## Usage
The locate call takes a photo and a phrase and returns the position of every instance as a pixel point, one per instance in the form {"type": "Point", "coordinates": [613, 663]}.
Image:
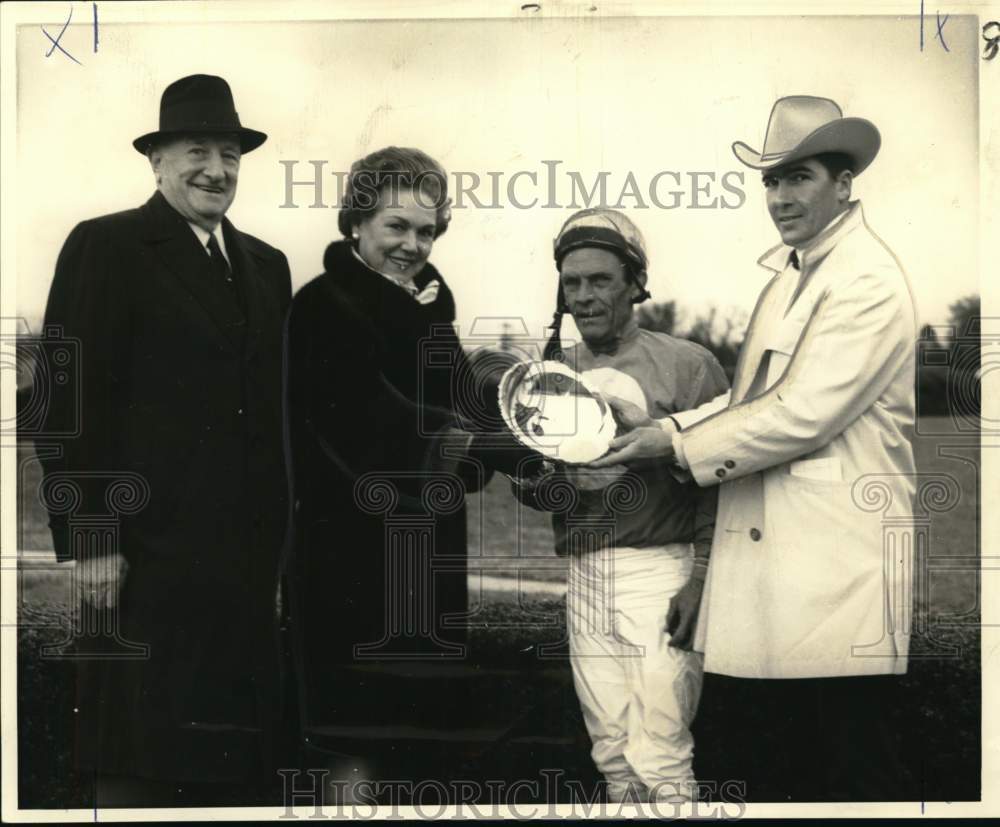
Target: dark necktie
{"type": "Point", "coordinates": [219, 263]}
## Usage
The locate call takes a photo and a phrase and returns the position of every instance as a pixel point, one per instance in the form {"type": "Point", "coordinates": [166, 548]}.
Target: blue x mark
{"type": "Point", "coordinates": [55, 40]}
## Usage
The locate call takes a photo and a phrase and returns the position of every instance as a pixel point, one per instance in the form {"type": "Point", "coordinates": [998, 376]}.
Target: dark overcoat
{"type": "Point", "coordinates": [380, 558]}
{"type": "Point", "coordinates": [178, 393]}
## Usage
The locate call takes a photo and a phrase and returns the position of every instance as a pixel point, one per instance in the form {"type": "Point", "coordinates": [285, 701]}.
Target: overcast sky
{"type": "Point", "coordinates": [494, 98]}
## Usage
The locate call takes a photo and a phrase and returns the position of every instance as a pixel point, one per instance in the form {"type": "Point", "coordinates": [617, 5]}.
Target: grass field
{"type": "Point", "coordinates": [939, 722]}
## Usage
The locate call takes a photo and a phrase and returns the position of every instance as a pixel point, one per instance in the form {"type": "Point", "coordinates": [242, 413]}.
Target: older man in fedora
{"type": "Point", "coordinates": [179, 319]}
{"type": "Point", "coordinates": [805, 608]}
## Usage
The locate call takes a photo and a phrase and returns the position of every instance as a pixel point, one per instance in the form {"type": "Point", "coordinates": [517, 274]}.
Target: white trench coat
{"type": "Point", "coordinates": [811, 568]}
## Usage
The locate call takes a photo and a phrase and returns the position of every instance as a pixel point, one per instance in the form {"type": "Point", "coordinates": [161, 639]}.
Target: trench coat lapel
{"type": "Point", "coordinates": [175, 245]}
{"type": "Point", "coordinates": [766, 314]}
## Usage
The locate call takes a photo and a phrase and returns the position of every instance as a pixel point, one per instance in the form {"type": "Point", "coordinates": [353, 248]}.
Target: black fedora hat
{"type": "Point", "coordinates": [199, 104]}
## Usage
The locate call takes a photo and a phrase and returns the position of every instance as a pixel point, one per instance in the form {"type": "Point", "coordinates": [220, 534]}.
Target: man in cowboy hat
{"type": "Point", "coordinates": [811, 450]}
{"type": "Point", "coordinates": [629, 538]}
{"type": "Point", "coordinates": [179, 316]}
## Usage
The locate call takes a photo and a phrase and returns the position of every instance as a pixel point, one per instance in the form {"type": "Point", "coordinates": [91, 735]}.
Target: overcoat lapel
{"type": "Point", "coordinates": [174, 244]}
{"type": "Point", "coordinates": [765, 314]}
{"type": "Point", "coordinates": [248, 272]}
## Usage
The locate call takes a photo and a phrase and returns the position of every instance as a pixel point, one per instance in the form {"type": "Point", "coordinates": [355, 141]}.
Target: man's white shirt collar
{"type": "Point", "coordinates": [203, 235]}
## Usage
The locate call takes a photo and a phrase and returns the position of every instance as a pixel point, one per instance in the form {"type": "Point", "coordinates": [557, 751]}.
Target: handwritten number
{"type": "Point", "coordinates": [992, 40]}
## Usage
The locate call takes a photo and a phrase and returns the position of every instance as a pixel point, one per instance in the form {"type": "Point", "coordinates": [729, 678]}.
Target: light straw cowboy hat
{"type": "Point", "coordinates": [801, 126]}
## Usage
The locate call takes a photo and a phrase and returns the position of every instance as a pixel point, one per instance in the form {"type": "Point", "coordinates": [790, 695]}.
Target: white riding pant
{"type": "Point", "coordinates": [638, 694]}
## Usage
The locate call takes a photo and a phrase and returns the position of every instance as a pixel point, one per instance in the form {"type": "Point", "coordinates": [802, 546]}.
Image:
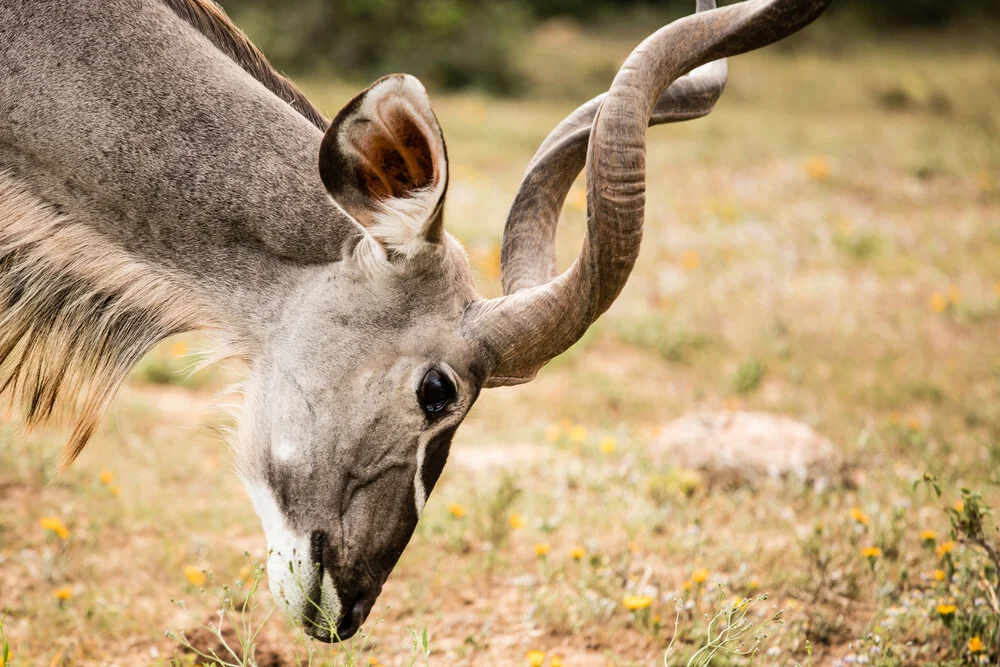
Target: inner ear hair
{"type": "Point", "coordinates": [383, 159]}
---
**What the task asks**
Make an exact copy of the data, leaving its pictures out.

**Correct result**
## Usage
The locate call takes a photo and a phrase and returns the position of every instance as a pixel point, one per instance in the form {"type": "Point", "coordinates": [613, 663]}.
Image:
Target: dark necktie
{"type": "Point", "coordinates": [219, 263]}
## Usage
The locate call takes a photo and a phrase and returns the position of every instance as a pixel point, one per instance in the form {"type": "Point", "coordinates": [166, 548]}.
Target: blue x mark
{"type": "Point", "coordinates": [55, 40]}
## Usage
The locate call takes a photo and a phrase and returns the position of every instance as a pixel point, one per instance in the form {"type": "Point", "coordinates": [998, 376]}.
Target: dark overcoat
{"type": "Point", "coordinates": [380, 558]}
{"type": "Point", "coordinates": [178, 393]}
## Usage
The locate call takes a photo and a phrase and returns the position of every instance as a pixel point, one per instance in the form {"type": "Point", "coordinates": [285, 701]}.
Target: overcast sky
{"type": "Point", "coordinates": [494, 98]}
## Usage
The locate call takes a photo and a phrase and returns the position of every instance as a pixel point, one per instance in the form {"type": "Point", "coordinates": [617, 5]}.
Target: grass field
{"type": "Point", "coordinates": [939, 722]}
## Usage
The locate call takes a photo and a phrase and returns the position of every instance as a pixel point, one per instance in the form {"type": "Point", "coordinates": [242, 413]}.
Target: older man in fedora
{"type": "Point", "coordinates": [179, 319]}
{"type": "Point", "coordinates": [805, 608]}
## Usage
The locate call takes a photo and a phrase and returns the position of every instance as a pixel point, one per instance in the form {"type": "Point", "coordinates": [517, 274]}.
Target: white trench coat
{"type": "Point", "coordinates": [811, 568]}
## Usage
The locate call takes a photo and a phrase and returns the position of every instance as a pixel point, one per instance in the form {"type": "Point", "coordinates": [161, 639]}.
Target: trench coat lapel
{"type": "Point", "coordinates": [175, 245]}
{"type": "Point", "coordinates": [766, 314]}
## Usage
The locate call takes a photo and a phrase and returns the position of every instance as a pixel point, one per instance in the form {"type": "Point", "coordinates": [353, 248]}.
Target: black fedora hat
{"type": "Point", "coordinates": [199, 104]}
## Usage
The locate call takes a photo and a phrase and returns the position of every instance as a pixel point, one per instance in the form {"type": "Point", "coordinates": [220, 534]}.
Target: man in cowboy hat
{"type": "Point", "coordinates": [811, 450]}
{"type": "Point", "coordinates": [629, 538]}
{"type": "Point", "coordinates": [179, 316]}
## Usage
The locate call takes a photo and a phrase and returns the position of every instance as a pixel point, one per instance in the form {"type": "Point", "coordinates": [91, 735]}.
Target: overcoat lapel
{"type": "Point", "coordinates": [174, 244]}
{"type": "Point", "coordinates": [765, 314]}
{"type": "Point", "coordinates": [248, 272]}
## Usage
The locate call takes a photo and a phrase and returns the position of every instance as a pixel point, one per instance in the form {"type": "Point", "coordinates": [355, 141]}.
Target: man's white shirt collar
{"type": "Point", "coordinates": [203, 235]}
## Usage
The locate call takes a photo and a phrase and returns the position of every instance as a pixel point, one per instance in the form {"type": "Point", "coordinates": [557, 751]}.
Target: handwritten number
{"type": "Point", "coordinates": [992, 40]}
## Usage
The locate call takes a photo and a phrase and returns the position of every instance as a pixel point, one per instance in the form {"type": "Point", "coordinates": [729, 678]}.
Target: light straw cowboy hat
{"type": "Point", "coordinates": [801, 126]}
## Usage
The locate call takes a photo and a phrase and returns the position of every instance as a pixel point, one per instance in the form {"type": "Point", "coordinates": [790, 695]}.
Target: white riding pant
{"type": "Point", "coordinates": [638, 694]}
## Usage
The locate call takes a photo and a phrase and returns the position of every instance as a pixel point, one per instance in the form {"type": "Point", "coordinates": [802, 546]}.
Image:
Target: inner ear hair
{"type": "Point", "coordinates": [383, 159]}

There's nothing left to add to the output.